There was a defining moment minutes before I walked into divorce court, when I fully realized that I was actively making a decision to end my marriage. Once I made that realization and let go of the victim mentality, I freed myself to begin dating. The 6 months after the divorce I dated all types of guys. Guys from 22 to 42 because I wanted to figure this dating thing out. I was dating up to 2 guys a week. I was not ready to really find “the one” because I had no idea what that even looked like.
This Thursday will be the 1 year anniversary of dating and the anniversary of my divorce. Through this year I have learned quite a bit and here are my biggest lessons:
Dating Shouldn’t be Work (at least at first)- Every marriage has it’s ups and downs. So when I was in a down moment, my ex-husband and I worked together to bring us back into an up moment. So with this history I had the mentality that as long as the guy I go on a date with is a “good guy” and has the same morals and values I did, we could make it work. What I didn’t remember (because it had been so long ago) was that there needs to be that spark to come back to. There is a reason why in the beginning or any relationship there is this gigantic spark that ignites when you have found your special guy. It is to help you through those down times. When I’m working at the beginning to build that spark… it isn’t the right guy.
Dating is Work- Okay! I hear you? What? Didn’t you just say it wasn’t? Yes, Yes I did. But finding a guy with that “spark” is tough! The work is in sifting through all the nice guys without spark , the losers that message you trying to hook up and asking your bra size, and the guys that seem nice but you don’t find attractive. Certain dating sites do lend themselves to the guys just looking to “Netflix and Chill” but the truth is that all of the dating sites have that element to them. Just as much as all the dating sites have an element of “I want to marry someone” in them.
You have to sift, you have to message quite a few guys, and you have to have the time to devote to dating. On average I message 5 guys for 1 date, 10 dates for 1 spark, and been up to 3 sparks now and not a boyfriend out of them. If you think of it as a casual thing, that you’ll get to the dating sites when you want to, you’ll be single for a while and will be annoyed at your results.
I’m NOT a “Cool Girl”– This is one I’ve learned very recently. When I was going through my divorce I had the best of intentions to remain friends with my ex. Afterall, this was my “go to” person for 14 years. I quickly learned this is not my path… at all. I realized that my goal is for my ex and I to be the BEST BUSINESS PARTNERS. We have a mutual business– raising our child. I am not trying to figure out his personal life and he is not figuring out mine. I wish him the best in life.. but I’m not trying to figure out what that is.
This realization helped me get through the awkward moments that happen after divorce. Meeting the new girlfriend- Just shake hands and say “Hello! I’m Jill”
Now, I’m not going to say this was without lessons or missteps on my side. But in the end, this mentality has helped me keep perspective.
Recently I’ve learned this also applies to guys that I have liked. For so long I would say to guys “I’m not on here to make friends”. Then I had a few guys that I dated and they ended things with me. So, I tried the friends thing. It was always the best of intentions, but I realized it is too hard for me. I need to cut the contact pretty early on or things get confusing. I start to read everything like a “sign” because I want things to work out. The truth is this… they won’t. There was a reason why it ended and I need to accept it versus trying to delay my heart realizing it.

* _WORK TO DO_:
1. Decide whether each statement agrees with the post on dating after divorce, answering yes or no and quoting the deciding words: (a) In the six months after the divorce, the writer dated men between 22 and 42. (b) The writer's goal is to remain close friends with the ex-husband. (c) On average, the writer goes on ten dates for every spark.
2. Write the next part of the post on dating after divorce, picking up after its final sentence.

* _DATA LINES_:
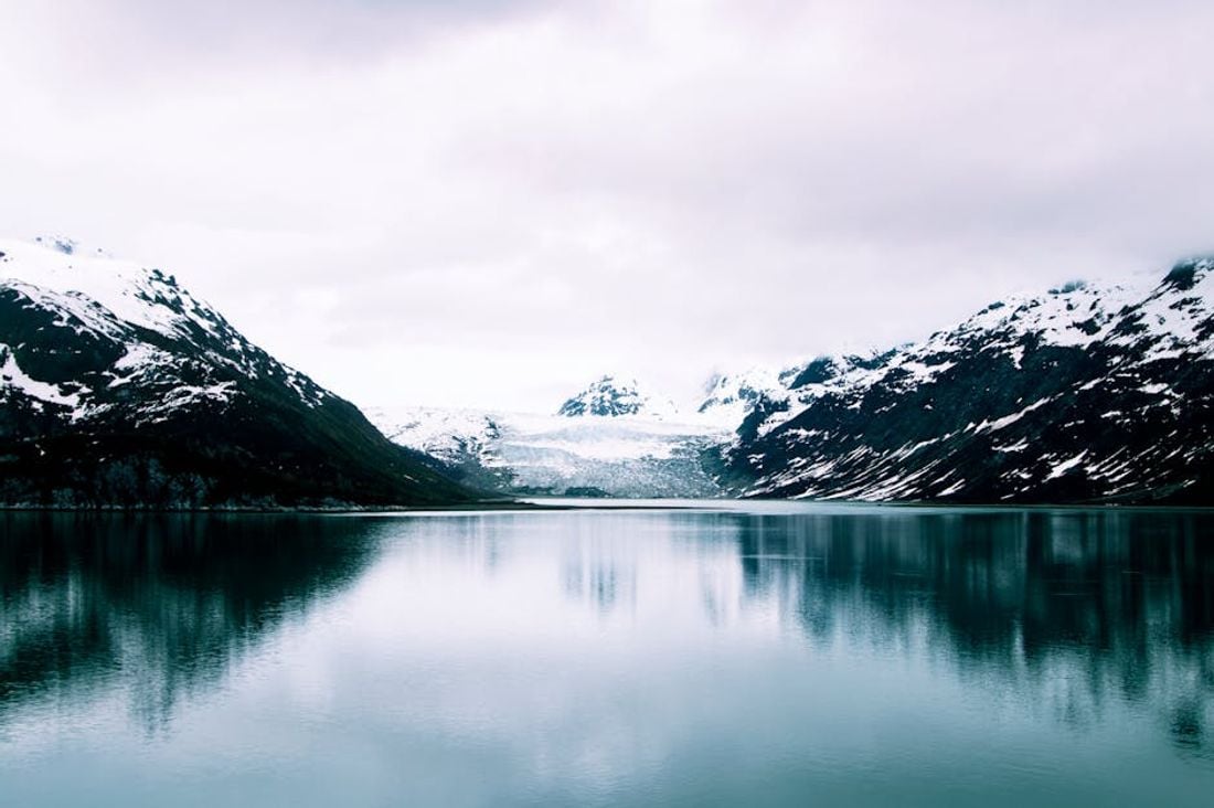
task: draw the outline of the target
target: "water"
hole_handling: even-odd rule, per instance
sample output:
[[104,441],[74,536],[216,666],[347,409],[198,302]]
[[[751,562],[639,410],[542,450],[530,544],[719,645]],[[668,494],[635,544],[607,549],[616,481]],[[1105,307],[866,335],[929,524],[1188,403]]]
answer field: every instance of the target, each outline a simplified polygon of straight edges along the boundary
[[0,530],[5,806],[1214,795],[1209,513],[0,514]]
...
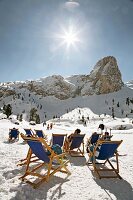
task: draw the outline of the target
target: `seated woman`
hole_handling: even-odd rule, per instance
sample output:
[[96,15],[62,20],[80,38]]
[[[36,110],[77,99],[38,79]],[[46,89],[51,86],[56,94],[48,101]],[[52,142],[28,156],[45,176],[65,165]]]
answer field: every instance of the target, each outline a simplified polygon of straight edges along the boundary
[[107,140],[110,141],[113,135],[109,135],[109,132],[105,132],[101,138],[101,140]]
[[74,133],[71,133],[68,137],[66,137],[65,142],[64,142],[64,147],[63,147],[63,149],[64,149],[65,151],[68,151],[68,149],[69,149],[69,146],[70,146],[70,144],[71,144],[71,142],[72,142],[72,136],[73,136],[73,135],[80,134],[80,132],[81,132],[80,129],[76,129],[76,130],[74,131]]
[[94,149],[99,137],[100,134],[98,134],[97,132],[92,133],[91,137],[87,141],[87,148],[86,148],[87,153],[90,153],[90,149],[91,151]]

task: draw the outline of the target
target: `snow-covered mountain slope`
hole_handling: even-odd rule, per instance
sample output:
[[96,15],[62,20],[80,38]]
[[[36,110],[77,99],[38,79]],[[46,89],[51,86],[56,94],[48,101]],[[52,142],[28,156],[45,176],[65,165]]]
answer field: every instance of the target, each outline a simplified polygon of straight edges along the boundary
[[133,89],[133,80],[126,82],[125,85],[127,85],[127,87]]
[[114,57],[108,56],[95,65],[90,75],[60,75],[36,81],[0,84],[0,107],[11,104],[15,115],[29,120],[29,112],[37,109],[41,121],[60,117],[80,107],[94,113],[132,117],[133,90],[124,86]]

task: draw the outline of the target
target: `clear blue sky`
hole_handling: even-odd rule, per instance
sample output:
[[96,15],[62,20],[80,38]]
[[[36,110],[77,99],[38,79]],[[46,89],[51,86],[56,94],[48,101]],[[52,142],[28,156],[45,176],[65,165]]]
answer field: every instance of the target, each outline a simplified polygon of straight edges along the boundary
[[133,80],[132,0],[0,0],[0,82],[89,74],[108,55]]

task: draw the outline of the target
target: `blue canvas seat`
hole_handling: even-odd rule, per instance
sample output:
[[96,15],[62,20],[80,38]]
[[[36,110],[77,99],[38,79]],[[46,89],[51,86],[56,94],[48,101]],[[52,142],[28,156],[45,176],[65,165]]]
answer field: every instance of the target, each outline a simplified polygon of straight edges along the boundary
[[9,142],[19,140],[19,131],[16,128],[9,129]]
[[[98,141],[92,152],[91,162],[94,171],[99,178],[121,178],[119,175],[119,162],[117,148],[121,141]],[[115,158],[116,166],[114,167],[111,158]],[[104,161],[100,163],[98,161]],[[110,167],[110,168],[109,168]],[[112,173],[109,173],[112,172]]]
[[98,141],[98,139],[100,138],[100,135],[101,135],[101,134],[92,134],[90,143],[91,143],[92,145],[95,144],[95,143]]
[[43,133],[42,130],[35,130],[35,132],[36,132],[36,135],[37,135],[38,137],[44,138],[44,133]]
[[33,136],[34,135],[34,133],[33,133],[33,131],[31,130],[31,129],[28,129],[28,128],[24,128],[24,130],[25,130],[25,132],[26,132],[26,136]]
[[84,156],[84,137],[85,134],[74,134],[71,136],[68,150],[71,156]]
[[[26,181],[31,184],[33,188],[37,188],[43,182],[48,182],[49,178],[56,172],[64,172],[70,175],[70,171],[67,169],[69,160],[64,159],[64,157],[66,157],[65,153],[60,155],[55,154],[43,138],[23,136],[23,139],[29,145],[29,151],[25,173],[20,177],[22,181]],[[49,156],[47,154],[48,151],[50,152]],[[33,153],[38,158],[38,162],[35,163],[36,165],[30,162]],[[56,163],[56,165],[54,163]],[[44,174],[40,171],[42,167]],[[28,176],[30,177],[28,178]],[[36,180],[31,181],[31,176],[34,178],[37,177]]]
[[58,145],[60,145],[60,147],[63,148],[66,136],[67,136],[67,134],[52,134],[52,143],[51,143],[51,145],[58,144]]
---
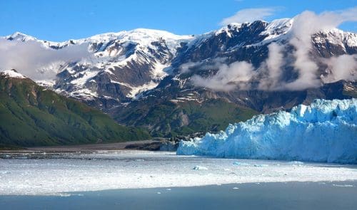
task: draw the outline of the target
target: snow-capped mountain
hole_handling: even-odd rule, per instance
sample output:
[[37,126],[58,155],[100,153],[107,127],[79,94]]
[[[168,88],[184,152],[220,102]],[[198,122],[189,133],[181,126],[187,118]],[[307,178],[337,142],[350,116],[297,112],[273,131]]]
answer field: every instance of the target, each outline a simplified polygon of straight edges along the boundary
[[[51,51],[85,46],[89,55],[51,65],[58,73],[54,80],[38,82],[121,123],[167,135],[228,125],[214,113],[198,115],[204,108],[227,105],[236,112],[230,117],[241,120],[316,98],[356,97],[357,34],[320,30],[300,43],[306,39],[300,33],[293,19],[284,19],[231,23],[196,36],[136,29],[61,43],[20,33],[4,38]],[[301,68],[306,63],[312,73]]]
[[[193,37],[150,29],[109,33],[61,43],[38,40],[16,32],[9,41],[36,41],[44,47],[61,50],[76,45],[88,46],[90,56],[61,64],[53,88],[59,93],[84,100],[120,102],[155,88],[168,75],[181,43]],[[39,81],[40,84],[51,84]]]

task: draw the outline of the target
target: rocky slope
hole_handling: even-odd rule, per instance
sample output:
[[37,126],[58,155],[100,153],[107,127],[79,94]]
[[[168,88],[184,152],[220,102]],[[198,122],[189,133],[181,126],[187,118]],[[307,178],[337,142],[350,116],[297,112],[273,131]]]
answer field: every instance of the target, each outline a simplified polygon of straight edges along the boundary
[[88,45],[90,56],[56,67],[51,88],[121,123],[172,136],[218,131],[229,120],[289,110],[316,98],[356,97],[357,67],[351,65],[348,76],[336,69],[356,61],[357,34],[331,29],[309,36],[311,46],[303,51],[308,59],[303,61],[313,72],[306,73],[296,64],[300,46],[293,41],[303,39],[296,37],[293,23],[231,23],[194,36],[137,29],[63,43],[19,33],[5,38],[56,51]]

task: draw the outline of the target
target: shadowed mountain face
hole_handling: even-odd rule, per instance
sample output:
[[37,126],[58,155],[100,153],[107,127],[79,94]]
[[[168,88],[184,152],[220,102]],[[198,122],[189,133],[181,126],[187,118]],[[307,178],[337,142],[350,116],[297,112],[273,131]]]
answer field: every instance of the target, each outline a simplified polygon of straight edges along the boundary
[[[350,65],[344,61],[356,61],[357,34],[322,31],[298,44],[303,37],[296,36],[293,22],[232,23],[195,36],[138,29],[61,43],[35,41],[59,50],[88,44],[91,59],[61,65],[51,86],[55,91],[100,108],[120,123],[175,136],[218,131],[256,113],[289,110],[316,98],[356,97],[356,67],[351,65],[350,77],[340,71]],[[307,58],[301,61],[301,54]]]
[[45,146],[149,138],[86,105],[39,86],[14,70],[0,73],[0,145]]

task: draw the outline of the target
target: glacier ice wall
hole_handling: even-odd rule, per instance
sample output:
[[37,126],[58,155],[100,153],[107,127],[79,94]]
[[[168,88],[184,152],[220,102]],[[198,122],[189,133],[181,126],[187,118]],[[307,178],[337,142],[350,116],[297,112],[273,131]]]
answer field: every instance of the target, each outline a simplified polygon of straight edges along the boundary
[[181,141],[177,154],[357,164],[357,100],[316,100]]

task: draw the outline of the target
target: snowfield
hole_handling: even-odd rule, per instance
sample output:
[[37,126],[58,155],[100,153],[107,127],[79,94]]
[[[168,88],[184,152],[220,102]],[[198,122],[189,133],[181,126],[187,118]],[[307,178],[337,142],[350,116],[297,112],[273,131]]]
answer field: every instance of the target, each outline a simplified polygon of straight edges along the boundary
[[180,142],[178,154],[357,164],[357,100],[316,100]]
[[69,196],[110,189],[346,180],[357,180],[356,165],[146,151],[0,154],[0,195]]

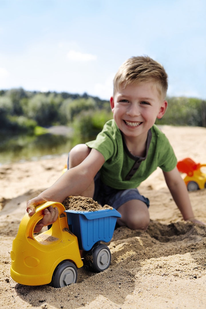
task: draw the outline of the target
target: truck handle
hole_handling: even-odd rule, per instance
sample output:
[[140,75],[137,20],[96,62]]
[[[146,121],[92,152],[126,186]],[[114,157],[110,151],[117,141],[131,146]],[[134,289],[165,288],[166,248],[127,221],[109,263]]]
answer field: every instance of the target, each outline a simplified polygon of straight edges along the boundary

* _ANSWERS PER TASK_:
1.
(a) Yes: "Guys from 22 to 42 because I wanted to figure this dating thing out."
(b) No: "I realized that my goal is for my ex and I to be the BEST BUSINESS PARTNERS."
(c) Yes: "10 dates for 1 spark"

2.
I will get my Heart Broken – I never realized that getting to know a guy for only a brief period could break your heart when it ended. I thought this was for those weak girls that you see in the movies with a tub of ice cream. “Man, I got through a 12 year marriage ending in divorce! This will be cake.”. The truth is it your heart can break more than once. I have had this happen 3 times in my recent dating experience. The first time, I cried a little and moved on. Luckily, I gave this guy “we’re not going to be friends” speech. The second time, I tried to stay friends so my heart was broke many times. The third time (and the worst time), I’m still trying to figure out how to move on fully.
I’m Missing Something Big– I have always been the tough one. We had a family situation recently where the conversation of my emotions came into play. My very close family member said “I don’t know why you’d expect Jill to cry… I think I had seen her cry twice throughout her divorce.” This conversation had me reeling! Am I heartless? Am I a sociopath and don’t know it? Am I someone who just can’t feel? I started the google search trying to figure out what was wrong with me…
So during my very next counseling session I brought this up. I am tearing up as I’m relaying her the story. (Funny because it’s about me not being emotional). Then she said to me “Jill you are not not emotional. You love your daughter intensely and get excited about things. What you aren’t is vulnerable.”
She recommended a book to me called Daring Greatly by Brene’ Brown. I ordered it on Amazon and had planned to read it the moment I got it.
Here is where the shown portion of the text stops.